_PROVIDED TEXT_.
>>>>
Anti-Pattern: Optional Dependencies (❌ Avoid)

python
# ❌ BAD: Optional dependency with default factory
class StatisticsService:
    def __init__(
        self,
        repo: str,
        metadata_service: MetadataService,
        base_branch: str = "main",
        project_repository: Optional[ProjectRepository] = None  # ❌ Optional
    ):
        self.repo = repo
        self.metadata_service = metadata_service
        self.base_branch = base_branch
        # ❌ Hidden object creation - magic happens here
        self.project_repository = project_repository or ProjectRepository(repo)

Problems with this approach:

  • Hidden dependencies: Not obvious that ProjectRepository is required
  • Configuration ambiguity: Unclear if None means "use default" or "not needed"
  • Testing confusion: Tests still need to pass mocks explicitly, so optionality provides no benefit
  • Dangerous defaults: If caller forgets to pass it, they get an unintended default silently
  • Hard to reason about: "Is this actually optional or just convenient?"

Recommended Pattern: Required Dependencies (✅ Use This)

python
# ✅ GOOD: Required dependency - explicit and clear
class StatisticsService:
    def __init__(
        self,
        repo: str,
        metadata_service: MetadataService,
        project_repository: ProjectRepository,  # ✅ Required, no default
        base_branch: str = "main"
    ):
        """Initialize the statistics service

        Args:
            repo: GitHub repository (owner/name)
            metadata_service: MetadataService instance for accessing metadata
            project_repository: ProjectRepository instance for loading project data
            base_branch: Base branch to fetch specs from (default: "main")
        """
        self.repo = repo
        self.metadata_service = metadata_service
        self.project_repository = project_repository  # ✅ Direct assignment
        self.base_branch = base_branch

In production code:

python
# ✅ Explicit dependency creation at call site
metadata_store = GitHubMetadataStore(repo)
<<<<
_EXCERPTED DATA_.
>>>>
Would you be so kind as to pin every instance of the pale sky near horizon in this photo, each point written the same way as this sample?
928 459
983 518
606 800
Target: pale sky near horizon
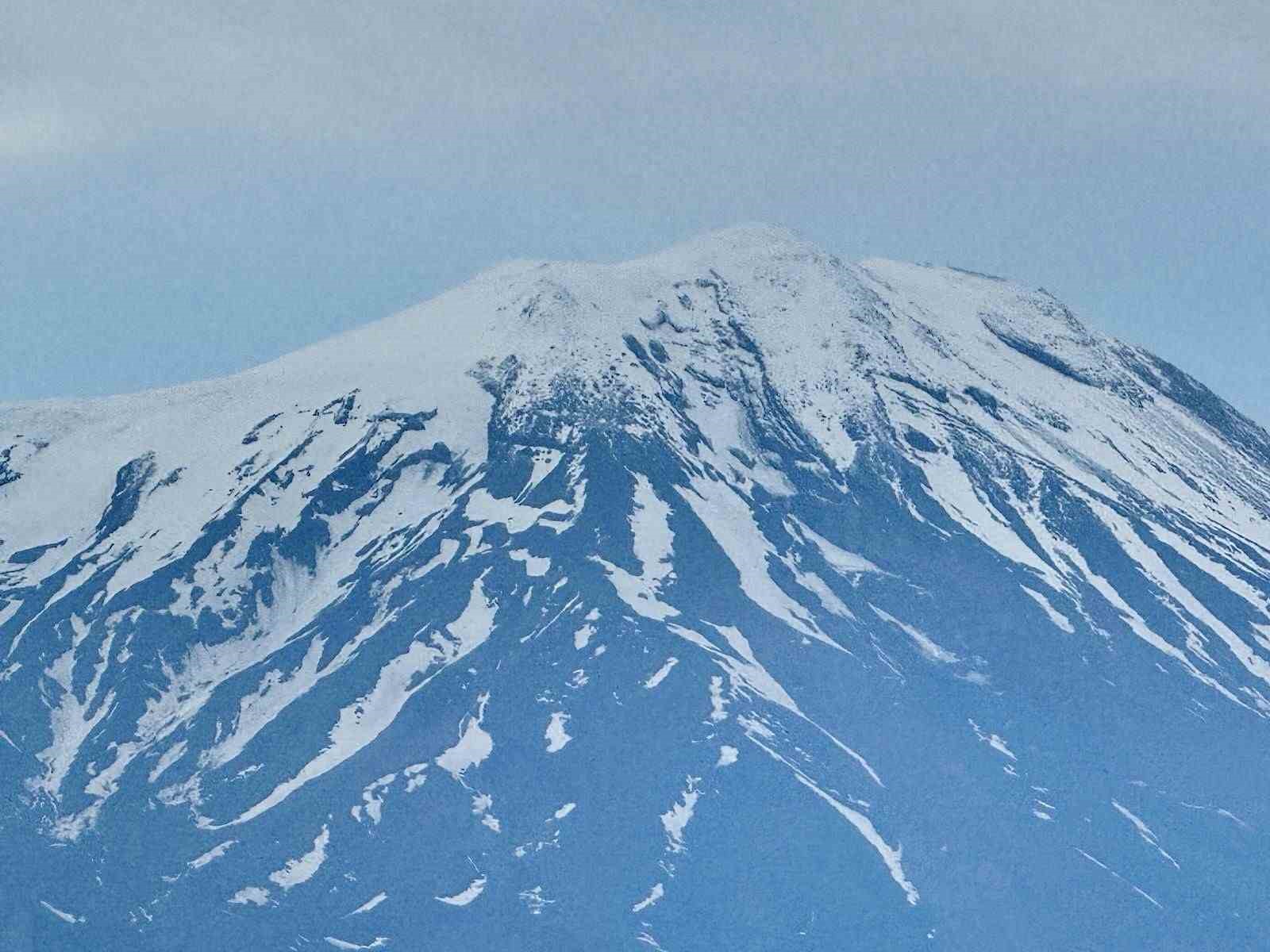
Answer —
188 190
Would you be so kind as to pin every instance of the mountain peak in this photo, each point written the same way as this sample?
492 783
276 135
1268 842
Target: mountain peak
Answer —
410 632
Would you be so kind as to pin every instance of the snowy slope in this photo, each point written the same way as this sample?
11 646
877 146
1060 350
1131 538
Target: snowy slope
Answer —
734 597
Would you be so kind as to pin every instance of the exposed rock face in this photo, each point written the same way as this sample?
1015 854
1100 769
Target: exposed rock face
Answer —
729 598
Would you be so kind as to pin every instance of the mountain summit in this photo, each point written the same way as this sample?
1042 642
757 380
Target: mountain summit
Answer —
736 597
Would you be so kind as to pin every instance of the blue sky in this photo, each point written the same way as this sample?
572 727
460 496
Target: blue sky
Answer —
188 190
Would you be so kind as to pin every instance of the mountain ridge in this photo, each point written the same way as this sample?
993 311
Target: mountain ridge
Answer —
725 559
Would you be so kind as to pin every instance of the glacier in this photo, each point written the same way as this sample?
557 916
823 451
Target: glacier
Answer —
736 598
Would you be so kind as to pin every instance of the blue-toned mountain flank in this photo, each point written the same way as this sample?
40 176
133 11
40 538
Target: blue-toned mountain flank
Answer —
732 598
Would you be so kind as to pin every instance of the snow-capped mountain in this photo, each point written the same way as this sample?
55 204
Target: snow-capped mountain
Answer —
732 598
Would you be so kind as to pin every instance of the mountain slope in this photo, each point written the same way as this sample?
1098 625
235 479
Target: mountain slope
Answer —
734 597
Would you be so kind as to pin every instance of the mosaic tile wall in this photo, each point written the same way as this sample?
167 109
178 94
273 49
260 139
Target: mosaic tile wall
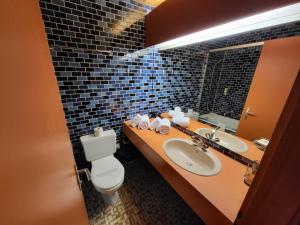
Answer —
234 69
100 84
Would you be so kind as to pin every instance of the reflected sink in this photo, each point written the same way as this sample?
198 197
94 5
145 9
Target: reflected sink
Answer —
228 141
191 158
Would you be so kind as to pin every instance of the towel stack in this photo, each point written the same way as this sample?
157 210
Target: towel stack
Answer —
176 112
161 126
141 122
179 118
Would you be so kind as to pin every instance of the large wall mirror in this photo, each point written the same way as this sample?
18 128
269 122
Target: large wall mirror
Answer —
235 85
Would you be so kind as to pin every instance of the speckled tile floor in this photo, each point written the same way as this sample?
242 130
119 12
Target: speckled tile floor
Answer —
145 198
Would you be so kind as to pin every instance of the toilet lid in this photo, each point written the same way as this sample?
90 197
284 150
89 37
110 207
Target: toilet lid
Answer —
107 172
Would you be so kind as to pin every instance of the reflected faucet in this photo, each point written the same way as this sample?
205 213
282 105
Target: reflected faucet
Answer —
199 142
211 136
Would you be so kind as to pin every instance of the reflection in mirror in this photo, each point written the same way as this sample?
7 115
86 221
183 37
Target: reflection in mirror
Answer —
213 84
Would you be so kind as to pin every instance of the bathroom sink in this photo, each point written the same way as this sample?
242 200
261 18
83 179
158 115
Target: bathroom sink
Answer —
226 140
191 158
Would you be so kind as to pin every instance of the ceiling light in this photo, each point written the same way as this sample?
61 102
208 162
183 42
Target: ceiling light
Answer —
274 17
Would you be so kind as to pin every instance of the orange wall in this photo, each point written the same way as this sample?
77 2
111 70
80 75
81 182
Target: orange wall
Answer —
175 18
276 71
38 184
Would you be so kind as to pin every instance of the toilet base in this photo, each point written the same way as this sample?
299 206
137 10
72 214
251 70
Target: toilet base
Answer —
110 198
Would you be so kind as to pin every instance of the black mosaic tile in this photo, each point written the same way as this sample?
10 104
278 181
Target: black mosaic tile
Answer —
99 87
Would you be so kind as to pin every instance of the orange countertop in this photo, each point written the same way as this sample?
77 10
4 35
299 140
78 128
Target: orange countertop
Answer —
224 192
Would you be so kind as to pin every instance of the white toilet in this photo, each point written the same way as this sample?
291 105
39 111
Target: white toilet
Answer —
107 173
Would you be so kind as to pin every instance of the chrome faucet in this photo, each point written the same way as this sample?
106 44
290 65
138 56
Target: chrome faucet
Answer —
211 136
199 142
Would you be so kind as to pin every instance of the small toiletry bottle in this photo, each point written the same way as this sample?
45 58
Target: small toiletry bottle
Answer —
251 171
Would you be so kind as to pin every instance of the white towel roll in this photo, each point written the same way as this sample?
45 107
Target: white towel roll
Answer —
164 126
144 122
173 113
177 109
181 121
154 123
136 120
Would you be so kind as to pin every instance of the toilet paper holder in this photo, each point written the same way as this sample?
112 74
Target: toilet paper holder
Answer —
78 172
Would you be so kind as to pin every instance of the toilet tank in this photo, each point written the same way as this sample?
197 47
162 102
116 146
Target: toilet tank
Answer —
99 147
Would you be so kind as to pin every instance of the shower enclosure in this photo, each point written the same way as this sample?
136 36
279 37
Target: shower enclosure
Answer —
228 75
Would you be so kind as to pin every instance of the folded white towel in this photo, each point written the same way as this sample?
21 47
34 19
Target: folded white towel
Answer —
164 126
144 122
154 123
136 120
177 109
173 113
181 121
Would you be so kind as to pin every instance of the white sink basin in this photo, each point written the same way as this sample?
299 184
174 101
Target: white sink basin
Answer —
228 141
192 158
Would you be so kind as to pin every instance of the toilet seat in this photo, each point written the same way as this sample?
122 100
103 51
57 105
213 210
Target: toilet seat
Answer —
107 174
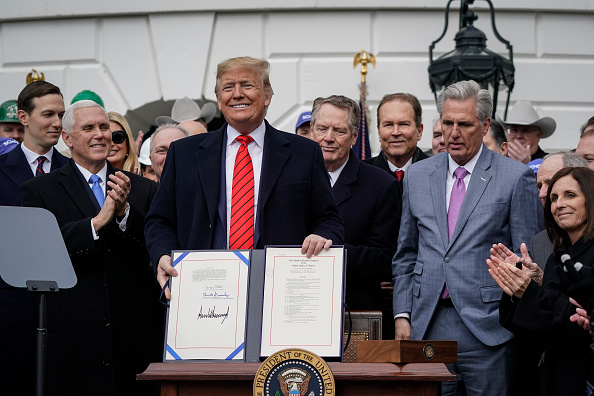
<<<<
_PROBLEMS TO SOLVE_.
#1 In the text on optional dependencies, translate the sentence "If caller forgets to pass it, they get an unintended default silently." into Spanish.
#2 The text on optional dependencies lists problems with the anti-pattern. Give the short label that introduces each problem.
#3 Carry on the text about optional and required dependencies from its last line.
The material is separate from the text on optional and required dependencies.

_RESPONSES_.
#1 Si el llamador olvida pasarlo, recibe silenciosamente un valor predeterminado no deseado.

#2
Hidden dependencies
Configuration ambiguity
Testing confusion
Dangerous defaults
Hard to reason about

#3
metadata_service = MetadataService(metadata_store)
project_repository = ProjectRepository(repo)  # ✅ Caller creates it
statistics_service = StatisticsService(
    repo,
    metadata_service,
    project_repository,  # ✅ Explicitly passed
    base_branch
)

In tests:

python
# ✅ Tests explicitly pass mocks
mock_metadata_service = Mock()
mock_project_repo = Mock()  # ✅ Must create mock
service = StatisticsService(
    "owner/repo",
    mock_metadata_service,
    mock_project_repo,  # ✅ Explicitly mocked
    base_branch="main"
)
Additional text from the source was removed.